--- Your task ---
Look below for the line containing "man's hair, that". Output it and each remaining line of the entries exactly, and nothing else.

** START OF Records shown **

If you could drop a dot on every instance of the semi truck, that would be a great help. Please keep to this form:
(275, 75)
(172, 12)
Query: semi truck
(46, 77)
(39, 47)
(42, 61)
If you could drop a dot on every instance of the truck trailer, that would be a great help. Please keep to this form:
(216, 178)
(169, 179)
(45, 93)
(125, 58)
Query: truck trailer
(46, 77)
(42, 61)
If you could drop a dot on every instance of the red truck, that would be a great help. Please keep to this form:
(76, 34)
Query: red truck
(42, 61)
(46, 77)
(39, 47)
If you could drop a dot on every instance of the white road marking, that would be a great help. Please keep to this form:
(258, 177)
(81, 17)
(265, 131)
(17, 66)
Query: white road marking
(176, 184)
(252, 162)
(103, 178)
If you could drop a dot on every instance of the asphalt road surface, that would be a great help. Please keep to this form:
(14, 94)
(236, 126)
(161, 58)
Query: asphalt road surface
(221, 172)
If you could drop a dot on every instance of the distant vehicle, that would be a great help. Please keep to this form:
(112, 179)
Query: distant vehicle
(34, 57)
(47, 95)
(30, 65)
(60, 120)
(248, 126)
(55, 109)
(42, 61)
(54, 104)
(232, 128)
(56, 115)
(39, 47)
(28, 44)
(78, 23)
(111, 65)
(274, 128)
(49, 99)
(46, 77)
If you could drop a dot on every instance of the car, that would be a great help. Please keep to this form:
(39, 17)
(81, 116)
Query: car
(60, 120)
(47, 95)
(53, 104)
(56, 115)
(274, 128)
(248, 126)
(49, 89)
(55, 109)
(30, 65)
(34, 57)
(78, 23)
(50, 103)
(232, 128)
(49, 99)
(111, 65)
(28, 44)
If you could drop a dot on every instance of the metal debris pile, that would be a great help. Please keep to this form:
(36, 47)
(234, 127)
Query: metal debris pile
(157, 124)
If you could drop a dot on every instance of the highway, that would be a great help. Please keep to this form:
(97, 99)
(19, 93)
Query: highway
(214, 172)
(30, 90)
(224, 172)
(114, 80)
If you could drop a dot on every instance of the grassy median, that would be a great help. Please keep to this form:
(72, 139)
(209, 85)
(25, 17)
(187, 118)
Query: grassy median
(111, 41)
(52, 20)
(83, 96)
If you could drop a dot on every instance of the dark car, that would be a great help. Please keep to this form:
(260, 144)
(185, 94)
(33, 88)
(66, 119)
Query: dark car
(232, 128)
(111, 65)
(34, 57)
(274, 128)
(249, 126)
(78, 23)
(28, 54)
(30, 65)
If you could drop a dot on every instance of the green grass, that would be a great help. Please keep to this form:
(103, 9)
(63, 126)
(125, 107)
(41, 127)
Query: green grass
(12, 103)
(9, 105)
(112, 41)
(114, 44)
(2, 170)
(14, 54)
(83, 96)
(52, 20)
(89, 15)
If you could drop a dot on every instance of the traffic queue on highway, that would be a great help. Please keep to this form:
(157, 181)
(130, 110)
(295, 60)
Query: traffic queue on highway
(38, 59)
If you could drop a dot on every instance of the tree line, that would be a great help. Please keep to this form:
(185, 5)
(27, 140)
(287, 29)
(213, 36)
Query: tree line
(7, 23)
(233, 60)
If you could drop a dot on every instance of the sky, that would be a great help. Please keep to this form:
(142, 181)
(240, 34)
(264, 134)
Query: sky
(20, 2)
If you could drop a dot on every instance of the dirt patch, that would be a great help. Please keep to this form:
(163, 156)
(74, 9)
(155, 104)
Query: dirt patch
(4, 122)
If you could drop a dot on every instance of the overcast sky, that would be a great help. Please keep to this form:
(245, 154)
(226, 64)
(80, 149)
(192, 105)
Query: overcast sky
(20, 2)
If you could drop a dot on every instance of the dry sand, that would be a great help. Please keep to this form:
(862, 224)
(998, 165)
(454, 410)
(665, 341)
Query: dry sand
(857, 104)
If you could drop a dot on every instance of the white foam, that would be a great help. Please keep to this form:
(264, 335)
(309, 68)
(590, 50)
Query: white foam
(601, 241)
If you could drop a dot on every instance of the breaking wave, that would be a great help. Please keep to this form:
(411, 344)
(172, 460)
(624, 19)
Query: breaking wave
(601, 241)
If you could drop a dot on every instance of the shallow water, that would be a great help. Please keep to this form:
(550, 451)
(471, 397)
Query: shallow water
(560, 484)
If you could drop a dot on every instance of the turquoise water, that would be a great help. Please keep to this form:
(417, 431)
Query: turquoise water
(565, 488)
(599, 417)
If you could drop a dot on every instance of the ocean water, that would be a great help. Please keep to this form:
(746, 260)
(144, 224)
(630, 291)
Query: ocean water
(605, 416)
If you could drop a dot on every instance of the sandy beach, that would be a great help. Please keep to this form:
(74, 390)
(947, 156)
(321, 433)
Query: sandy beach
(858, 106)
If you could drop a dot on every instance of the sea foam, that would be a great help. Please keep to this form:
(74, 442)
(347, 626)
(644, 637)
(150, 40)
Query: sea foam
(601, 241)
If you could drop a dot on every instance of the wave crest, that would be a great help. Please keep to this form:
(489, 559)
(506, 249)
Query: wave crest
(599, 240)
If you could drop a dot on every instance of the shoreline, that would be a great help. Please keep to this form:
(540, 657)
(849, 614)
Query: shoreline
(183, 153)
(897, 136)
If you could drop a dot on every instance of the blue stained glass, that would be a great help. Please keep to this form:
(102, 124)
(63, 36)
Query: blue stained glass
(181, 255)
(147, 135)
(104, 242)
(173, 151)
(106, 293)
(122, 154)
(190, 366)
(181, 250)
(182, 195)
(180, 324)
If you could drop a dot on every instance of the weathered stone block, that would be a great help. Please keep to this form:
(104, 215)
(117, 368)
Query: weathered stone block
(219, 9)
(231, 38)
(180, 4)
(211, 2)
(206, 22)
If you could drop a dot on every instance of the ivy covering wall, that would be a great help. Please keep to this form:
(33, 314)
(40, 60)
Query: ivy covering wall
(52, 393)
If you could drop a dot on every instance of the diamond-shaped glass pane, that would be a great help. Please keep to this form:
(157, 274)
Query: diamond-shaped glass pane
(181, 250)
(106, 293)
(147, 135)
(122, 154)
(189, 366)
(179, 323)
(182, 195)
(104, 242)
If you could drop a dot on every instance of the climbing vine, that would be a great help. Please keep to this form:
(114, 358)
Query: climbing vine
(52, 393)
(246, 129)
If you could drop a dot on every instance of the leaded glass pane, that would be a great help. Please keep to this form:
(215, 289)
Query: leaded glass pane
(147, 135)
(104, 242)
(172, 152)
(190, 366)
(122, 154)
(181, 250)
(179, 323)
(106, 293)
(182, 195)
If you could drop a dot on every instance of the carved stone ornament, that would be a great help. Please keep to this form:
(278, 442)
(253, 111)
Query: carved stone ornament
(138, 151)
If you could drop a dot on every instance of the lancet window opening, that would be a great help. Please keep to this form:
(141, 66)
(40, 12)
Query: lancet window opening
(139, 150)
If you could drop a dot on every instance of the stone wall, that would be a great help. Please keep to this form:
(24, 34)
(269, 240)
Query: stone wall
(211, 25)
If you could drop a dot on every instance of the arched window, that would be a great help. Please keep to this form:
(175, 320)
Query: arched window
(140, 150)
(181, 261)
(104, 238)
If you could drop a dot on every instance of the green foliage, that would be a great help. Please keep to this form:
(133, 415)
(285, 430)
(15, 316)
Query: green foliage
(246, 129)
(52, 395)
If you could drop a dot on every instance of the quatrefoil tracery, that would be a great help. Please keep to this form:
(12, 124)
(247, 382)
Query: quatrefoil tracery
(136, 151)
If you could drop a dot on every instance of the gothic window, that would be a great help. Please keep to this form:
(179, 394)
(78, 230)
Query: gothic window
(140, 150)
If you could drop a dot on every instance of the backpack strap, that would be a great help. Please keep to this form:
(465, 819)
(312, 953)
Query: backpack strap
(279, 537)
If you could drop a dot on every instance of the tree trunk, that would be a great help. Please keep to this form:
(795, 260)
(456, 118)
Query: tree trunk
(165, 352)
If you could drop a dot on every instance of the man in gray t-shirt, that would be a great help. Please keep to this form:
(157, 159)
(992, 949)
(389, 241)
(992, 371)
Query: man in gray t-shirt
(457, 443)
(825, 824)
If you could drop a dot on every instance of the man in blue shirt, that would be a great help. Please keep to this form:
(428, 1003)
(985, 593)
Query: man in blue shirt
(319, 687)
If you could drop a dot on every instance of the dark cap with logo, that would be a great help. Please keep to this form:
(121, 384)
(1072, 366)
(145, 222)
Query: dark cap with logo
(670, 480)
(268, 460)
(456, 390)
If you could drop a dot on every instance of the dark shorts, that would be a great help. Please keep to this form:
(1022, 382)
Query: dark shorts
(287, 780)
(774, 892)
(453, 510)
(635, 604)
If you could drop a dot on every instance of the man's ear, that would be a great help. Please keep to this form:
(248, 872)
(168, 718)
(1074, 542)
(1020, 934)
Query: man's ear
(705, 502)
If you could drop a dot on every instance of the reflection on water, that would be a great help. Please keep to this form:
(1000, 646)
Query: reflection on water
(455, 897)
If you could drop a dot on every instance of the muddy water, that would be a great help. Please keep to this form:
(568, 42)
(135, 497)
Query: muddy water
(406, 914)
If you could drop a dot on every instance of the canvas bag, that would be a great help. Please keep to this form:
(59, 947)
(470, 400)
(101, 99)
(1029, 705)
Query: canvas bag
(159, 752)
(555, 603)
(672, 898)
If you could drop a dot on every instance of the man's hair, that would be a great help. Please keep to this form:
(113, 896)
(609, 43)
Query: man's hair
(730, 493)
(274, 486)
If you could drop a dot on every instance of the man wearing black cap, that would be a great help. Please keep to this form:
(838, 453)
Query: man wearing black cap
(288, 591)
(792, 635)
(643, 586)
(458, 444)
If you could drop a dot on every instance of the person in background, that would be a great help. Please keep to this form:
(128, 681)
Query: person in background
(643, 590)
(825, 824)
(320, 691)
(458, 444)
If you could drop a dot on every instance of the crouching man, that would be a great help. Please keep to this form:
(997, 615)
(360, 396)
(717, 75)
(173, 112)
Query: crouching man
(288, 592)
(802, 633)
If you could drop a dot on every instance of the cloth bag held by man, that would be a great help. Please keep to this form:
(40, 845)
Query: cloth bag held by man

** END OF Records shown **

--- Completed exercise ---
If you could drop a dot on every instance of the man's hair, that would be a great help. Please keep to this form:
(113, 896)
(609, 43)
Query: man's hair
(730, 493)
(274, 486)
If you could drop a dot on every instance of the man wearing black cap, that would be a great help. Please keep to this form:
(838, 453)
Query: man wearing black cap
(288, 591)
(792, 635)
(643, 586)
(458, 444)
If you could drop a dot on every instance of the person in background, that would be a great help. Please keep to this form:
(128, 681)
Query: person in background
(643, 590)
(825, 824)
(320, 691)
(458, 444)
If you could drop a dot on every instance of the crouching man, that would be a great help. Please keep to this form:
(997, 615)
(360, 396)
(717, 75)
(173, 112)
Query: crouching man
(288, 592)
(802, 633)
If you could drop a dot on every instance of the cloth bag held by man, that would be a great help. Please keep to this form:
(40, 845)
Query: cloth bag held by man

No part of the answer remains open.